15.2.16 Video Part 157

15.2.17 VML Drawing Part 158

15.3 Hyperlinks 159

Annex A. Bibliography 161

Annex B. Index 163

vi

Introduction

Foreword

This multi-part Standard deals with Office Open XML Format-related technology, and consists of the following parts:

·  Part1: "Fundamentals" (this document)

·  Part2: "Open Packaging Conventions"

·  Part3: "Primer"

·  Part4: "Markup Language Reference"

·  Part5: "Markup Compatibility and Extensibility"

Parts2 and4 include a number of annexes that refer to data files provided in electronic form only.

Introduction

This Part is one piece of a Standard that describes a family of XML schemas, collectively called Office Open XML, which define the XML vocabularies for word-processing, spreadsheet, and presentation documents, as well as the packaging of documents that conform to these schemas.

The goal is to enable the implementation of the Office Open XML formats by the widest set of tools and platforms, fostering interoperability across office productivity applications and line-of-business systems, as well as to support and strengthen document archival and preservation, all in a way that is fully compatible with the large existing investments in Microsoft Office documents.

The following organizations have participated in the creation of this Standard and their contributions are gratefully acknowledged:

Apple, Barclays Capital, BP, The British Library, Essilor, Intel, Microsoft, NextPage, Novell, Statoil, Toshiba, and the United States Library of Congress

viii

Shared

1.  Scope

This Standard defines Office Open XML's vocabularies and document representation and packaging. It also specifies requirements for consumers and producers of Office Open XML.

2.  Conformance

The text in this Standard is divided into normative and informative categories. Unless documented otherwise, any feature shall be implemented as specified by the normative text describing that feature in this Standard. Text marked informative (using the mechanisms described in§7) is for information purposes only. Unless stated otherwise, all text is normative.

Use of the word “shall” indicates required behavior.

Any behavior that is not explicitly specified by this Standard is implicitly unspecified (§4).

2.1  Goal

The goal of this clause is to define conformance, and to provide interoperability guidelines in a way that fosters broad and innovative use of the Office Open XML file format, while maximizing interoperability and preserving investment in existing files and applications (§4). By meeting this goal, this Standard benefits the following audiences:

·  Developers that design, implement, or maintain Office Open XML applications.

·  Developers that interact programmatically with Office Open XML applications.

·  Governmental or commercial entities that procure Office Open XML applications.

·  Testing organizations that verify conformance of specific Office Open XML applications to this Standard. (Note that this Standard does not include a test suite.)

·  Educators and authors who teach about Office Open XML applications.

Problems:
a – Translate this sentence from the Office Open XML standard excerpt into German: "This Standard defines Office Open XML's vocabularies and document representation and packaging."
b – Copy the passage of the Office Open XML standard excerpt that starts at "The text in" and ends at "indicates required behavior.".
c – Carry on the Office Open XML standard excerpt from its last sentence.
The stored entries are material separate from the Office Open XML standard excerpt.

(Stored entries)
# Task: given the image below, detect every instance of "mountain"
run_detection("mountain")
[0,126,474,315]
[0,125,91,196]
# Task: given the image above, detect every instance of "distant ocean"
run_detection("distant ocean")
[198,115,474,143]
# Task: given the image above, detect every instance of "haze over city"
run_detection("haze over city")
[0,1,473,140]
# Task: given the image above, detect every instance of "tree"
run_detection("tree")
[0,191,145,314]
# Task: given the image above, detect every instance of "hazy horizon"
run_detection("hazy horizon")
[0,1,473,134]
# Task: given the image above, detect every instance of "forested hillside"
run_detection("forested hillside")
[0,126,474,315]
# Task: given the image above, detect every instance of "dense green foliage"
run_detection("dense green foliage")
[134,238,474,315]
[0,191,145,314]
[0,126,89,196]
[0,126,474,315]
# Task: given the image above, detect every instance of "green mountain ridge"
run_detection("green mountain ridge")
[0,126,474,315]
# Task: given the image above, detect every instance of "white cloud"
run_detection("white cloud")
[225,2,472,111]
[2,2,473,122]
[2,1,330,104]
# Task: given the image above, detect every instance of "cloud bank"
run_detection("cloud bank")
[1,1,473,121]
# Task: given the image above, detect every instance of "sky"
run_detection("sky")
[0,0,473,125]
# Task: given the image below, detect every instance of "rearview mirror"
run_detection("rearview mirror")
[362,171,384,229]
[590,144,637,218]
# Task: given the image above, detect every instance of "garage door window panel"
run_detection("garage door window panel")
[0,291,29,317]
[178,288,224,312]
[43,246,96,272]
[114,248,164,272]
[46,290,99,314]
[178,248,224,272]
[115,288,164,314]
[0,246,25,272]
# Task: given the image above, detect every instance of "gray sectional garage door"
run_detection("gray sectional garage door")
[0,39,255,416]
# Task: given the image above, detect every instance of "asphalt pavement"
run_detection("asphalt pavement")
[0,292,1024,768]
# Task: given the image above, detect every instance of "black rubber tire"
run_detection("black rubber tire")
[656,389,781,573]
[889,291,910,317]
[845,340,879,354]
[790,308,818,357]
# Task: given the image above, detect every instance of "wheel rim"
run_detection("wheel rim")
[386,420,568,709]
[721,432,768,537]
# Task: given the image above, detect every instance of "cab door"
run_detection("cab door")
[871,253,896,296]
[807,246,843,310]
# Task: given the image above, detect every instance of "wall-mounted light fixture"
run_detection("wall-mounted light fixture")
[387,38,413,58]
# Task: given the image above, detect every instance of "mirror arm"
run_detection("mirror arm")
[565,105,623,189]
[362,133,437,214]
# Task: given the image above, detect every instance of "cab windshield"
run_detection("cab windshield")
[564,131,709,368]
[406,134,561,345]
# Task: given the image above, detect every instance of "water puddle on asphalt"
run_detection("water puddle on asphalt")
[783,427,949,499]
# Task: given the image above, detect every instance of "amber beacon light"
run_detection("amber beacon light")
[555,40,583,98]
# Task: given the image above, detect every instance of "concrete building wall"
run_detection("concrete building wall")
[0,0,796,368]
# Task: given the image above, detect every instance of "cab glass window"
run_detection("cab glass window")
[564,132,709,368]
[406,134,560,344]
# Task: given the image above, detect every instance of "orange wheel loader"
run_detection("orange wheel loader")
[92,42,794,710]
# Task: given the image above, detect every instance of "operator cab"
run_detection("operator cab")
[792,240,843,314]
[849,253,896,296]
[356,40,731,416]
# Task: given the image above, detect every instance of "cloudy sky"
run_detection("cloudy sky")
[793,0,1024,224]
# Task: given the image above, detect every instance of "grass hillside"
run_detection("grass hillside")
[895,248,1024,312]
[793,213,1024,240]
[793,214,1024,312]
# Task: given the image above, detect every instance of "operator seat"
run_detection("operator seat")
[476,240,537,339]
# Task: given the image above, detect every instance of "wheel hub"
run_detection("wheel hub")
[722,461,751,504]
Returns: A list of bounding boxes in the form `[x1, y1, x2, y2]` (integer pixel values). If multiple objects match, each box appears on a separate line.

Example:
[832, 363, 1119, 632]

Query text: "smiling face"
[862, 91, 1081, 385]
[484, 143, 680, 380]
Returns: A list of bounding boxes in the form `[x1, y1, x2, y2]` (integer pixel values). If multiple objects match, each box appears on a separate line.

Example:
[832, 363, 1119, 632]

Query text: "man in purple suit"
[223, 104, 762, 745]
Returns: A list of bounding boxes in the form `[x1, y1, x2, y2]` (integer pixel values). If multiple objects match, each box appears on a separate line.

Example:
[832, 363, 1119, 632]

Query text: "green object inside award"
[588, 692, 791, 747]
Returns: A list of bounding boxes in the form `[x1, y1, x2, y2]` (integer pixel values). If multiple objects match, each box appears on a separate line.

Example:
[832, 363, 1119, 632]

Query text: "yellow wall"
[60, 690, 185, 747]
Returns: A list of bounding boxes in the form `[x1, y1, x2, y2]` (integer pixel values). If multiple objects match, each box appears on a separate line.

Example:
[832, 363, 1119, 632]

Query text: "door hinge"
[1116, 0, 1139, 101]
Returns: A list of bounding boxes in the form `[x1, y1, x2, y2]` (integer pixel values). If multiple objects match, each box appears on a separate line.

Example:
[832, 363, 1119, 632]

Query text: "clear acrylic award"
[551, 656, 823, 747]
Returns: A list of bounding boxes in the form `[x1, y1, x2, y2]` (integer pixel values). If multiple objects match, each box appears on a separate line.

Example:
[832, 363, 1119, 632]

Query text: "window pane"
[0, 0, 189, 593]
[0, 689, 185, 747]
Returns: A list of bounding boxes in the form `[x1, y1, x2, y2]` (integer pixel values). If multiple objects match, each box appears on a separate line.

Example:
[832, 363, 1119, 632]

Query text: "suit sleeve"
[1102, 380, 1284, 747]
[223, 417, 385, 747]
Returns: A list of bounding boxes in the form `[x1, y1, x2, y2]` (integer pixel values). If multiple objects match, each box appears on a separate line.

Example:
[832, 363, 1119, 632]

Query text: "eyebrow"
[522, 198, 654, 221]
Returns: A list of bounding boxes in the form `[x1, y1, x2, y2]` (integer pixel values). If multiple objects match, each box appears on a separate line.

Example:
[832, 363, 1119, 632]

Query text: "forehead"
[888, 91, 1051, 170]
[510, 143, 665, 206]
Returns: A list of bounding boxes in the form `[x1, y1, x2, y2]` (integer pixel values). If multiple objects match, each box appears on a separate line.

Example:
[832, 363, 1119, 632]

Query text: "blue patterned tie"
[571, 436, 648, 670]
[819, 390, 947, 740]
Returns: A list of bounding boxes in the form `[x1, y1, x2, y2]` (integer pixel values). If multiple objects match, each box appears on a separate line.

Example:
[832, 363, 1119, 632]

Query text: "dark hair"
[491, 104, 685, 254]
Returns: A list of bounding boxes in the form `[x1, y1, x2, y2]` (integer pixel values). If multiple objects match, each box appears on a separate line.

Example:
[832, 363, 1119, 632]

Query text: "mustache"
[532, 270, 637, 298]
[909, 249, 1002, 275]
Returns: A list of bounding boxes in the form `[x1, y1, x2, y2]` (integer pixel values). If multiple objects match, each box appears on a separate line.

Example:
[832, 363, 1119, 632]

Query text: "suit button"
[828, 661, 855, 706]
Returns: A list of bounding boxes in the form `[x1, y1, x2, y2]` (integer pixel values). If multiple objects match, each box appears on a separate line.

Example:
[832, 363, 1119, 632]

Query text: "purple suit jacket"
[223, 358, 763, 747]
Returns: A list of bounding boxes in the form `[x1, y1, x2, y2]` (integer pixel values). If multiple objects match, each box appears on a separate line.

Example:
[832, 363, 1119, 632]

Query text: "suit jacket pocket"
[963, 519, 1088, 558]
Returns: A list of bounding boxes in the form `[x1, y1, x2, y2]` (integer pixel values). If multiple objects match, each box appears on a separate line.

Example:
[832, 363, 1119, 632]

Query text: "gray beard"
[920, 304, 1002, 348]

Results for each task:
a – Diese Norm definiert die Vokabulare von Office Open XML sowie die Darstellung und Paketierung von Dokumenten.

b –
The text in this Standard is divided into normative and informative categories. Unless documented otherwise, any feature shall be implemented as specified by the normative text describing that feature in this Standard. Text marked informative (using the mechanisms described in§7) is for information purposes only. Unless stated otherwise, all text is normative.

Use of the word “shall” indicates required behavior.

c –
2.2  Issues

To achieve the above goal, the following issues need to be considered:

  1. The application domain encompasses a range of possible consumers (§4) and producers (§4) so broad that defining specific application behaviors would restrict innovation. For example, stipulating visual layout would be inappropriate for a consumer that extracts data for machine consumption, or that renders text in sound. Another example is that restricting capacity or precision runs the risk of diluting the value of future advances in hardware.
  1. Commonsense user expectations regarding the interpretation of an Office Open XML package (§4) play such an important role in that package's value that a purely syntactic definition of conformance would fail to effect a useful level of interoperability. For example, such a definition would admit an application that reads a package, and then writes it in a manner that, though syntactically valid, differs arbitrarily from the original.
  2. Legitimate operations on a package include deliberate transformations, making blanket change prohibitions inappropriate in the conformance definition. For example, collapsing spreadsheet formulas to their calculated values, or converting complex presentation graphics to static bitmaps, could be correct for an application whose published purpose is to perform those operations. Again, commonsense user expectation makes the difference.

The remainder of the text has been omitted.